Short problem: Render all of the data below as a numbered list with one line per item, dropping any blank lines. Leave the pictures out.

Data shown:
----
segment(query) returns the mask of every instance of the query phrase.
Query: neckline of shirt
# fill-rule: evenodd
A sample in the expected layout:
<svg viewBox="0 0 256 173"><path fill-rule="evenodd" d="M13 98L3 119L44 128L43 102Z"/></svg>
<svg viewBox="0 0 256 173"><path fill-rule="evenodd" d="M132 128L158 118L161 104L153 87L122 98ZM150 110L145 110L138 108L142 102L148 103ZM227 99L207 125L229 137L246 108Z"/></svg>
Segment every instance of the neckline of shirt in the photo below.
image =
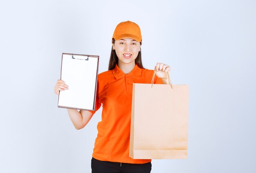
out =
<svg viewBox="0 0 256 173"><path fill-rule="evenodd" d="M126 75L130 75L132 76L140 76L141 75L142 73L142 69L139 68L137 64L135 65L135 67L128 74L125 74L124 73L117 64L116 64L115 69L112 70L112 73L116 79L120 79L120 78L123 78Z"/></svg>

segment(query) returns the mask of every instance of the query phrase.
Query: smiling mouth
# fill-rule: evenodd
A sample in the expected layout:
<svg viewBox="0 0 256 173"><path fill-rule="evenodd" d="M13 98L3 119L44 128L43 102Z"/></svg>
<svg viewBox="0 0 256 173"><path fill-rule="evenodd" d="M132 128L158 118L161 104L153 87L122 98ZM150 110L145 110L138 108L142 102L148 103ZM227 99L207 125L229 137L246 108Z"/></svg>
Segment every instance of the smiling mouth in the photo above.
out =
<svg viewBox="0 0 256 173"><path fill-rule="evenodd" d="M124 57L126 58L130 58L132 56L131 54L124 54Z"/></svg>

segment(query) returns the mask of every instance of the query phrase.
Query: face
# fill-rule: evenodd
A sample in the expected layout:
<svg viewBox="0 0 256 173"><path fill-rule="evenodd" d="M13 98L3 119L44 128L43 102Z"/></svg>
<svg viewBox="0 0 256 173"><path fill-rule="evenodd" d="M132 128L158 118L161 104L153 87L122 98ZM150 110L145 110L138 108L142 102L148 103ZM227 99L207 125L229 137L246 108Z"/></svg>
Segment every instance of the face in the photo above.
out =
<svg viewBox="0 0 256 173"><path fill-rule="evenodd" d="M135 64L135 59L140 49L139 42L130 38L124 38L115 42L113 49L118 57L118 65L120 63Z"/></svg>

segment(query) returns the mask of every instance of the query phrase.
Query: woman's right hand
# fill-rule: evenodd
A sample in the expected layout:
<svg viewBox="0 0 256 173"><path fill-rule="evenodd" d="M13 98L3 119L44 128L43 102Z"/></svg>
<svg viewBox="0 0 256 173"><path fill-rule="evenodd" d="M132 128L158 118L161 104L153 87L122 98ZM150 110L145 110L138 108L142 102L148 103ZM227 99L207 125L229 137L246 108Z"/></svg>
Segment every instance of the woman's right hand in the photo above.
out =
<svg viewBox="0 0 256 173"><path fill-rule="evenodd" d="M65 89L68 89L68 85L65 84L65 82L59 79L57 81L56 85L54 86L54 93L58 95L60 91L65 91Z"/></svg>

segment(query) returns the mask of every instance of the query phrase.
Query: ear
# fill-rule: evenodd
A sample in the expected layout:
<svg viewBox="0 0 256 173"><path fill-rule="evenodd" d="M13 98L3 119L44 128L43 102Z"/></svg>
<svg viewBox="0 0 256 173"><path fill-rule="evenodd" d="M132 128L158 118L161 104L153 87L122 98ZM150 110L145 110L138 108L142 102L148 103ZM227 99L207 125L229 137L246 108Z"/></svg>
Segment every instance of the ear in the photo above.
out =
<svg viewBox="0 0 256 173"><path fill-rule="evenodd" d="M115 49L115 44L114 44L113 43L112 43L112 49L114 50Z"/></svg>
----
Output of the task:
1. segment(query) returns the mask of every instance of the query phrase.
2. Query: neckline of shirt
3. # fill-rule: evenodd
4. A sample in the expected layout:
5. <svg viewBox="0 0 256 173"><path fill-rule="evenodd" d="M13 98L3 119L44 128L43 102Z"/></svg>
6. <svg viewBox="0 0 256 173"><path fill-rule="evenodd" d="M132 128L158 118L161 104L153 87L122 98ZM150 110L145 110L138 108L142 102L148 103ZM227 99L207 125L229 137L246 108Z"/></svg>
7. Segment every instance of the neckline of shirt in the photo below.
8. image =
9. out =
10. <svg viewBox="0 0 256 173"><path fill-rule="evenodd" d="M126 75L130 75L132 76L140 76L141 75L142 73L142 69L139 68L137 64L135 65L135 67L128 74L125 74L124 73L117 64L116 64L115 69L112 70L112 73L116 79L120 79L120 78L123 78Z"/></svg>
11. segment(query) returns the mask of every instance of the query phrase.
12. Query: smiling mouth
13. # fill-rule: evenodd
14. A sample in the expected layout:
15. <svg viewBox="0 0 256 173"><path fill-rule="evenodd" d="M13 98L3 119L44 128L43 102Z"/></svg>
16. <svg viewBox="0 0 256 173"><path fill-rule="evenodd" d="M132 128L158 118L161 104L153 87L122 98ZM150 110L145 110L138 108L142 102L148 103ZM227 99L207 125L229 137L246 108Z"/></svg>
17. Segment every instance of the smiling mouth in the photo above.
18. out =
19. <svg viewBox="0 0 256 173"><path fill-rule="evenodd" d="M124 57L126 58L130 58L132 56L131 54L124 54Z"/></svg>
20. segment(query) returns the mask of every instance of the query phrase.
21. Query: face
22. # fill-rule: evenodd
23. A sample in the expected layout:
24. <svg viewBox="0 0 256 173"><path fill-rule="evenodd" d="M13 98L3 119L44 128L43 102Z"/></svg>
25. <svg viewBox="0 0 256 173"><path fill-rule="evenodd" d="M132 128L158 118L161 104L153 87L122 98ZM150 110L145 110L138 108L142 102L148 103ZM227 99L207 125L229 137L246 108Z"/></svg>
26. Segment every instance of the face in the photo above.
27. out =
28. <svg viewBox="0 0 256 173"><path fill-rule="evenodd" d="M135 64L135 59L140 49L139 42L130 38L124 38L115 42L113 49L118 57L118 65L120 63Z"/></svg>
29. segment(query) returns the mask of every instance of the query phrase.
30. Query: woman's right hand
31. # fill-rule: evenodd
32. A sample in the expected layout:
33. <svg viewBox="0 0 256 173"><path fill-rule="evenodd" d="M13 98L3 119L44 128L43 102Z"/></svg>
34. <svg viewBox="0 0 256 173"><path fill-rule="evenodd" d="M132 128L158 118L161 104L153 87L122 98ZM150 110L145 110L138 108L142 102L148 103ZM227 99L207 125L229 137L246 108Z"/></svg>
35. Segment every instance of the woman's right hand in the photo above.
36. out =
37. <svg viewBox="0 0 256 173"><path fill-rule="evenodd" d="M65 89L68 89L68 85L65 84L65 82L59 79L57 81L56 85L54 86L54 93L58 95L60 91L65 91Z"/></svg>
38. segment(query) returns the mask of every instance of the query phrase.
39. Query: ear
40. # fill-rule: evenodd
41. A sample in the expected layout:
42. <svg viewBox="0 0 256 173"><path fill-rule="evenodd" d="M13 98L3 119L44 128L43 102Z"/></svg>
43. <svg viewBox="0 0 256 173"><path fill-rule="evenodd" d="M132 128L158 118L161 104L153 87L122 98ZM150 110L145 110L138 108L142 102L148 103ZM227 99L207 125L229 137L246 108Z"/></svg>
44. Segment every instance of the ear in the photo above.
45. out =
46. <svg viewBox="0 0 256 173"><path fill-rule="evenodd" d="M115 49L115 44L114 44L113 43L112 43L112 49L114 50Z"/></svg>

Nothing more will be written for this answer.